§ **PROBLEM DESCRIPTION**: Pull every line of text out of the material below and copy it word for word. Leave the pictures out.
--- Start EXERCISE INPUT ---
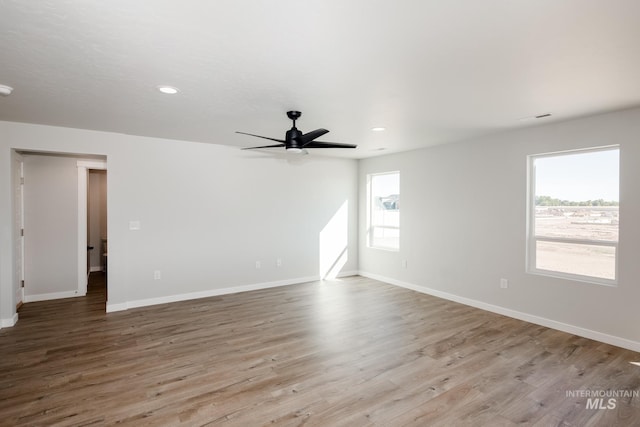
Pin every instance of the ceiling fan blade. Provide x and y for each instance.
(263, 137)
(264, 146)
(318, 144)
(310, 136)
--- End EXERCISE INPUT ---
§ **OUTPUT BELOW**:
Pin every instance of the ceiling fan blade. Provide x and y for each instance.
(263, 137)
(264, 146)
(318, 144)
(310, 136)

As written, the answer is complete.